__TASK OBJECTIVE__
Copy every one of the records below word for word, with no changes. Leave the pictures out of your copy.

## Begin

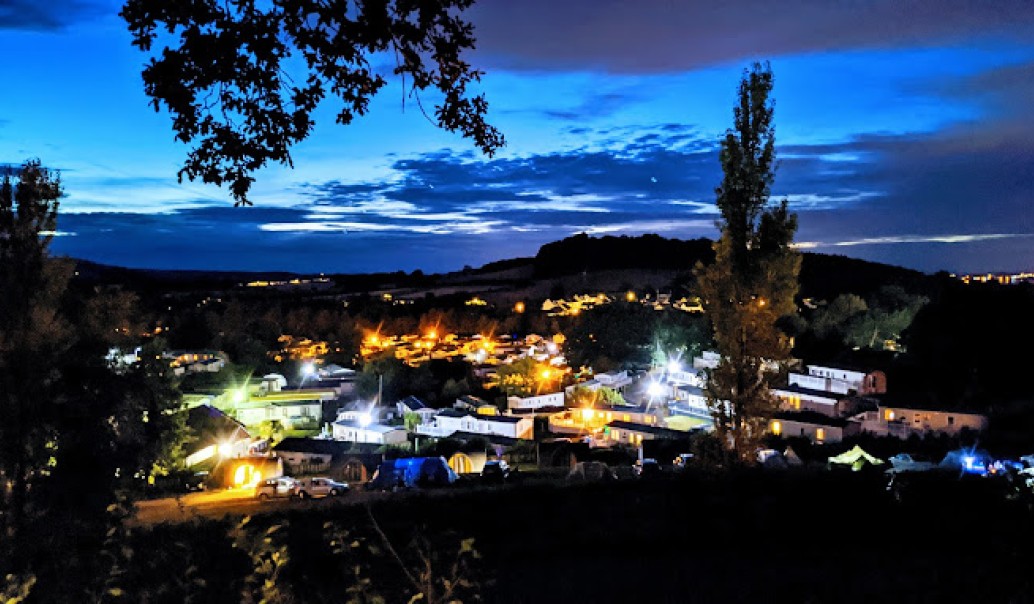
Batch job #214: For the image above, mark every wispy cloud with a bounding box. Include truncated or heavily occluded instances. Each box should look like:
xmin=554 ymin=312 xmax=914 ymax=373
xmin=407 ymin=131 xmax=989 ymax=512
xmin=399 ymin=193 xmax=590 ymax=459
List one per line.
xmin=794 ymin=233 xmax=1034 ymax=249
xmin=474 ymin=0 xmax=1034 ymax=73
xmin=0 ymin=0 xmax=107 ymax=31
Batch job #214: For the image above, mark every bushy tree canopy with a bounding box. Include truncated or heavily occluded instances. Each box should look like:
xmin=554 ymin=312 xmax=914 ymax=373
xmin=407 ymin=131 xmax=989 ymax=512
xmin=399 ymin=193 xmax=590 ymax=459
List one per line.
xmin=121 ymin=0 xmax=504 ymax=205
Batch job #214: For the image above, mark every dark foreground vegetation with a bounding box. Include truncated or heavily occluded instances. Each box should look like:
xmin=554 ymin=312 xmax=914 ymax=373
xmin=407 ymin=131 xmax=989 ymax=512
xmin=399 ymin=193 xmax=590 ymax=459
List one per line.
xmin=86 ymin=471 xmax=1034 ymax=603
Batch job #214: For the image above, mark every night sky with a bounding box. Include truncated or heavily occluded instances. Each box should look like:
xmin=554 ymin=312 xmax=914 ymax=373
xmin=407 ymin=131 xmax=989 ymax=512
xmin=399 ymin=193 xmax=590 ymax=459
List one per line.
xmin=0 ymin=0 xmax=1034 ymax=272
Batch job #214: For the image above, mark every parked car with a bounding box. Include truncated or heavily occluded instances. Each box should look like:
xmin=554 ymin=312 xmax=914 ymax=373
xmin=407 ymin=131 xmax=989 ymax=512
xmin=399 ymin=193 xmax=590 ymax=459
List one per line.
xmin=481 ymin=459 xmax=510 ymax=483
xmin=632 ymin=457 xmax=662 ymax=478
xmin=295 ymin=476 xmax=348 ymax=500
xmin=255 ymin=476 xmax=298 ymax=500
xmin=671 ymin=453 xmax=693 ymax=472
xmin=568 ymin=461 xmax=617 ymax=482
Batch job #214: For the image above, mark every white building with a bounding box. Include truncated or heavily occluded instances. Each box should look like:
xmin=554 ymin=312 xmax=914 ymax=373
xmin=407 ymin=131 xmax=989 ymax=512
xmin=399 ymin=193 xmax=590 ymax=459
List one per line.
xmin=802 ymin=365 xmax=887 ymax=394
xmin=507 ymin=392 xmax=564 ymax=412
xmin=858 ymin=404 xmax=989 ymax=439
xmin=772 ymin=383 xmax=847 ymax=418
xmin=235 ymin=399 xmax=323 ymax=428
xmin=668 ymin=384 xmax=711 ymax=418
xmin=417 ymin=409 xmax=535 ymax=439
xmin=331 ymin=420 xmax=408 ymax=445
xmin=693 ymin=351 xmax=722 ymax=369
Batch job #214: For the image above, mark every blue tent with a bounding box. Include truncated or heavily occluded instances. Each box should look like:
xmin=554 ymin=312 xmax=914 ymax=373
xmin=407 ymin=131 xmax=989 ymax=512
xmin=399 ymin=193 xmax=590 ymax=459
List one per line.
xmin=367 ymin=457 xmax=459 ymax=489
xmin=939 ymin=447 xmax=995 ymax=475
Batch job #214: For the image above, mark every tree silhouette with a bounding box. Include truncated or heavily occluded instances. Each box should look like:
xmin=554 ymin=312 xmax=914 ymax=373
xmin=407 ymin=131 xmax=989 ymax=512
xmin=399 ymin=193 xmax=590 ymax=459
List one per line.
xmin=120 ymin=0 xmax=504 ymax=205
xmin=697 ymin=63 xmax=800 ymax=461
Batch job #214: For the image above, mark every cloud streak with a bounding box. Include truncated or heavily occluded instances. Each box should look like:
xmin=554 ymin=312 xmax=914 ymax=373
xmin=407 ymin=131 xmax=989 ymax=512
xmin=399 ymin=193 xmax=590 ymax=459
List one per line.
xmin=473 ymin=0 xmax=1034 ymax=73
xmin=0 ymin=0 xmax=105 ymax=31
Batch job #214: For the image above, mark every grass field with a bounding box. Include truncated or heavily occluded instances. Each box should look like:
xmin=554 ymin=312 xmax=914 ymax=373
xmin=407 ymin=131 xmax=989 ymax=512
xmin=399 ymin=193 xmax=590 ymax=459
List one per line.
xmin=90 ymin=472 xmax=1034 ymax=603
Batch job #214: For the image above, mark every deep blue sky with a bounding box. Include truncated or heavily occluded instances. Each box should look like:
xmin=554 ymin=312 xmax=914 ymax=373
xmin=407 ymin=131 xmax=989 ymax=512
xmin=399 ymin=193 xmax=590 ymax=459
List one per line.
xmin=0 ymin=0 xmax=1034 ymax=272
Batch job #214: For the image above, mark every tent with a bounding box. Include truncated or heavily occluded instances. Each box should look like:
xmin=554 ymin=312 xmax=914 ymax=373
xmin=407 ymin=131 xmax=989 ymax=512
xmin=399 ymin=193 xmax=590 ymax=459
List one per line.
xmin=828 ymin=445 xmax=883 ymax=472
xmin=366 ymin=457 xmax=458 ymax=490
xmin=783 ymin=447 xmax=804 ymax=467
xmin=940 ymin=447 xmax=995 ymax=475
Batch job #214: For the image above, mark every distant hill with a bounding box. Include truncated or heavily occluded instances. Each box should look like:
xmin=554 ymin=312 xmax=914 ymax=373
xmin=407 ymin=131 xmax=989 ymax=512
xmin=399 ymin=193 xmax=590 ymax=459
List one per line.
xmin=525 ymin=234 xmax=937 ymax=299
xmin=62 ymin=234 xmax=939 ymax=299
xmin=800 ymin=251 xmax=940 ymax=299
xmin=535 ymin=233 xmax=714 ymax=277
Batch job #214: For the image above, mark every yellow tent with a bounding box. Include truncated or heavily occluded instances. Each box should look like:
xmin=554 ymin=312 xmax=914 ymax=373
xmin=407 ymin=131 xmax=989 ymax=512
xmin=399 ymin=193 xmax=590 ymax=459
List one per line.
xmin=828 ymin=445 xmax=883 ymax=472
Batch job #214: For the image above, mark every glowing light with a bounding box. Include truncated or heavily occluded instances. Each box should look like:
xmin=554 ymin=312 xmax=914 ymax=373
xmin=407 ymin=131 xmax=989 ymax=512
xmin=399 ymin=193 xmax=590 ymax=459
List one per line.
xmin=234 ymin=463 xmax=262 ymax=487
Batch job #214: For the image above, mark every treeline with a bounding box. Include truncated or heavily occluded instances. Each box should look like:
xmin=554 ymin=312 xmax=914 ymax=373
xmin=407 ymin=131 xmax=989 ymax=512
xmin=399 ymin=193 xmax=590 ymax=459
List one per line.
xmin=535 ymin=233 xmax=714 ymax=277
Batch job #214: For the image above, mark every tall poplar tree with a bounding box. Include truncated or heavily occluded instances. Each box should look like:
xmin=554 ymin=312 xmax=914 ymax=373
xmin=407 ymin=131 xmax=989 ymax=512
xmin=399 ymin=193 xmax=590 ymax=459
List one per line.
xmin=0 ymin=160 xmax=184 ymax=602
xmin=697 ymin=63 xmax=800 ymax=461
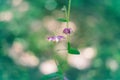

## End

__ANSWER FOR THE TASK__
Batch job #214: For the image above, mark every wispy cloud with a bounding box. Include truncated or heavily occluded instances. Each box should look like:
xmin=554 ymin=312 xmax=914 ymax=373
xmin=407 ymin=131 xmax=989 ymax=512
xmin=399 ymin=193 xmax=590 ymax=459
List one per line.
xmin=794 ymin=233 xmax=1034 ymax=249
xmin=474 ymin=0 xmax=1034 ymax=73
xmin=0 ymin=0 xmax=107 ymax=31
Batch job #214: For the image above, mark every bushy tree canopy with a bounding box. Include truncated or heavily occluded instances. Each box should look like:
xmin=554 ymin=312 xmax=914 ymax=373
xmin=407 ymin=131 xmax=989 ymax=512
xmin=399 ymin=193 xmax=590 ymax=459
List one per line.
xmin=121 ymin=0 xmax=504 ymax=205
Batch job #214: For the image above, mark every dark foreground vegetation with a bounding box. Include truncated or heavily occluded instances. Each box should look like:
xmin=554 ymin=312 xmax=914 ymax=373
xmin=407 ymin=131 xmax=989 ymax=512
xmin=399 ymin=193 xmax=590 ymax=459
List one per line.
xmin=86 ymin=471 xmax=1034 ymax=603
Batch job #214: For the image above, mark every night sky with a bounding box. Include truncated or heavily occluded instances. Each box should look like:
xmin=554 ymin=312 xmax=914 ymax=373
xmin=407 ymin=131 xmax=989 ymax=512
xmin=399 ymin=193 xmax=590 ymax=459
List one per line.
xmin=0 ymin=0 xmax=1034 ymax=272
Batch job #214: For the image above, mark every parked car with a bounding box. Include truncated or heavily occluded instances. Each box should look like:
xmin=554 ymin=312 xmax=914 ymax=373
xmin=407 ymin=131 xmax=989 ymax=512
xmin=399 ymin=193 xmax=590 ymax=459
List one per line.
xmin=481 ymin=459 xmax=510 ymax=483
xmin=632 ymin=457 xmax=662 ymax=478
xmin=295 ymin=476 xmax=348 ymax=500
xmin=255 ymin=476 xmax=298 ymax=500
xmin=671 ymin=453 xmax=693 ymax=472
xmin=568 ymin=461 xmax=617 ymax=482
Batch job #214: For the image above, mark every white building with a bounding box. Include truncated or heavily occluded instances. Each box should look like:
xmin=554 ymin=312 xmax=914 ymax=373
xmin=407 ymin=131 xmax=989 ymax=512
xmin=399 ymin=193 xmax=590 ymax=459
List one per line.
xmin=802 ymin=365 xmax=887 ymax=394
xmin=507 ymin=392 xmax=564 ymax=412
xmin=858 ymin=404 xmax=989 ymax=439
xmin=772 ymin=383 xmax=847 ymax=418
xmin=235 ymin=399 xmax=323 ymax=428
xmin=668 ymin=384 xmax=711 ymax=418
xmin=417 ymin=409 xmax=535 ymax=439
xmin=331 ymin=420 xmax=408 ymax=445
xmin=693 ymin=351 xmax=722 ymax=369
Batch job #214: For the image above, mark every blue tent with a bounding box. Include truncated or heavily occluded instances. Each box should look like:
xmin=554 ymin=312 xmax=914 ymax=373
xmin=407 ymin=131 xmax=989 ymax=512
xmin=399 ymin=193 xmax=590 ymax=459
List one per line.
xmin=367 ymin=457 xmax=459 ymax=489
xmin=939 ymin=447 xmax=995 ymax=475
Batch job #214: For the image above, mark every tree silhouette with a bounding box. Include truncated or heavily occluded instances. Each box should look like:
xmin=554 ymin=312 xmax=914 ymax=373
xmin=407 ymin=131 xmax=989 ymax=512
xmin=399 ymin=193 xmax=590 ymax=459
List one per line.
xmin=120 ymin=0 xmax=504 ymax=205
xmin=697 ymin=63 xmax=800 ymax=461
Batch job #214: For the image above, mark every cloud streak with a bounding box. Include truncated or heavily occluded instances. Each box should look like:
xmin=554 ymin=312 xmax=914 ymax=373
xmin=407 ymin=131 xmax=989 ymax=512
xmin=399 ymin=193 xmax=590 ymax=459
List one per line.
xmin=473 ymin=0 xmax=1034 ymax=73
xmin=0 ymin=0 xmax=105 ymax=31
Batch job #214: For the image above, mark every grass field with a bounding box. Include truncated or heavily occluded instances. Each box should look like:
xmin=554 ymin=312 xmax=914 ymax=373
xmin=407 ymin=131 xmax=989 ymax=512
xmin=399 ymin=193 xmax=590 ymax=459
List one per line.
xmin=90 ymin=472 xmax=1034 ymax=603
Batch job #214: For the image above, mark every deep blue sky with a bounding box. Include truncated or heavily occluded instances. Each box should look like:
xmin=554 ymin=312 xmax=914 ymax=373
xmin=407 ymin=131 xmax=989 ymax=512
xmin=399 ymin=193 xmax=590 ymax=459
List one per line.
xmin=0 ymin=0 xmax=1034 ymax=272
Batch job #214: For the image above, mark every tent with a bounding box. Include truncated or heavily occluded instances. Each box should look like:
xmin=554 ymin=312 xmax=914 ymax=373
xmin=407 ymin=131 xmax=989 ymax=512
xmin=399 ymin=193 xmax=590 ymax=459
List one per line.
xmin=828 ymin=445 xmax=883 ymax=472
xmin=366 ymin=457 xmax=458 ymax=490
xmin=783 ymin=447 xmax=804 ymax=467
xmin=940 ymin=447 xmax=995 ymax=475
Batch job #214: For the image above, mark every distant hill with a bounding box. Include truncated or heavily occluded instances. Each box should look like:
xmin=554 ymin=312 xmax=914 ymax=373
xmin=407 ymin=131 xmax=989 ymax=512
xmin=399 ymin=193 xmax=590 ymax=459
List one per line.
xmin=525 ymin=234 xmax=937 ymax=299
xmin=62 ymin=234 xmax=939 ymax=299
xmin=800 ymin=251 xmax=940 ymax=299
xmin=535 ymin=233 xmax=714 ymax=277
Batch job #214: For the image above, mark every yellow tent with a bounding box. Include truncated or heavily occluded instances. Each box should look like:
xmin=554 ymin=312 xmax=914 ymax=373
xmin=407 ymin=131 xmax=989 ymax=512
xmin=399 ymin=193 xmax=590 ymax=459
List one per line.
xmin=828 ymin=445 xmax=883 ymax=472
Batch job #214: For the image above, mark every glowing light with a bounding box. Include truncated or heavily occluded instances. Each box should look like:
xmin=554 ymin=312 xmax=914 ymax=373
xmin=407 ymin=131 xmax=989 ymax=512
xmin=399 ymin=193 xmax=590 ymax=459
List one per line.
xmin=234 ymin=463 xmax=262 ymax=487
Batch job #214: For the image above, mark every treeline with a bounding box. Include truncated or heavily occluded instances. Each box should look like:
xmin=554 ymin=312 xmax=914 ymax=373
xmin=407 ymin=131 xmax=989 ymax=512
xmin=399 ymin=193 xmax=590 ymax=459
List one per line.
xmin=535 ymin=233 xmax=714 ymax=277
Batch job #214: For the image above, mark every tall poplar tree with a bounding box. Include truncated or heavily occluded instances. Each box should look like:
xmin=554 ymin=312 xmax=914 ymax=373
xmin=407 ymin=131 xmax=989 ymax=512
xmin=399 ymin=193 xmax=590 ymax=459
List one per line.
xmin=0 ymin=160 xmax=184 ymax=602
xmin=697 ymin=63 xmax=800 ymax=461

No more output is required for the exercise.